Collect all lines containing the word "rock" from the data.
--- Data for this task ---
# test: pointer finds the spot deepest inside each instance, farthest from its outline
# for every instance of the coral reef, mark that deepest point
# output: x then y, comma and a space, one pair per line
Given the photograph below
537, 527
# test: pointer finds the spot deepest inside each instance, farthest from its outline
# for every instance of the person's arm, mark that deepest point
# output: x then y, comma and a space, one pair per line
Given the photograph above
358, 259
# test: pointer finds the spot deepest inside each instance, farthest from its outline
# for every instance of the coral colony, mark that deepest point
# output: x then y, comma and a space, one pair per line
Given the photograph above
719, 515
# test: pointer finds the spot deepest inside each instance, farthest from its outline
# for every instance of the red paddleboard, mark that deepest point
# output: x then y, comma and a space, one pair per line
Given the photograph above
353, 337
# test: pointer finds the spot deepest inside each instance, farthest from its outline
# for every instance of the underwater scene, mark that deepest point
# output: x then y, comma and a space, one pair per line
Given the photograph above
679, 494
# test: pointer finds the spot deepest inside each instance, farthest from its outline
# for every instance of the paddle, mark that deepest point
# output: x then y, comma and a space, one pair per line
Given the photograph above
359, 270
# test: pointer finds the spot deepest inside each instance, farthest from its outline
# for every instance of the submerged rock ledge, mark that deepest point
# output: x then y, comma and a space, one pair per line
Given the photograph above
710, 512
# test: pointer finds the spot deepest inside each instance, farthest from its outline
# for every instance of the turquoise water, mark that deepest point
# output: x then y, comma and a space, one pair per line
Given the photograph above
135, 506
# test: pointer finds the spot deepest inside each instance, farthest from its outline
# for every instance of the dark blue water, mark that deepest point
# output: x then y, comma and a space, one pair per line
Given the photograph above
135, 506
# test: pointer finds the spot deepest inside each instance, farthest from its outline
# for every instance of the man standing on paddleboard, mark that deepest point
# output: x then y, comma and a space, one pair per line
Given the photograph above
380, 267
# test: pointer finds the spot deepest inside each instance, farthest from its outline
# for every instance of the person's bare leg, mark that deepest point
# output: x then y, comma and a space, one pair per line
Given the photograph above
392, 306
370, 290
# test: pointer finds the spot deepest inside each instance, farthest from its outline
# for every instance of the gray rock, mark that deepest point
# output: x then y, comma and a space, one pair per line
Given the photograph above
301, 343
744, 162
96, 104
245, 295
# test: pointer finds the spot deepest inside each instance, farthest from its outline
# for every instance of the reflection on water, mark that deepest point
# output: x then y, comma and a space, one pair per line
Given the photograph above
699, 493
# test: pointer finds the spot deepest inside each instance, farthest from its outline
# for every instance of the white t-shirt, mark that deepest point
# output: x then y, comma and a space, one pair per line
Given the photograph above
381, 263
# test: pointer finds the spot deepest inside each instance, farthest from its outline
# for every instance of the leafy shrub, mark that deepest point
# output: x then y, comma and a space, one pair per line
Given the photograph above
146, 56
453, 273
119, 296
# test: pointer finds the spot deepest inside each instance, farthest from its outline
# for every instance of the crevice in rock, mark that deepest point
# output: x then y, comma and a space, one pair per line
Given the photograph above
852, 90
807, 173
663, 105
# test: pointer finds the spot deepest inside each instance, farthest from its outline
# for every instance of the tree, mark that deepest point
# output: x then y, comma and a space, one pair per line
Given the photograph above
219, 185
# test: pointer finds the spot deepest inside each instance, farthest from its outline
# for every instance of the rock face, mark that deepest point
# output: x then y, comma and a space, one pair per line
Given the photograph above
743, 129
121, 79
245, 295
---
* [Result for this task]
# for every instance of the submerged rock ledge, mark that deepest point
# for every instance of the gray rock, mark that deepest point
# for every instance of the crevice in rock, mark that deepest point
# for every instance of the rock face, mark that deepest point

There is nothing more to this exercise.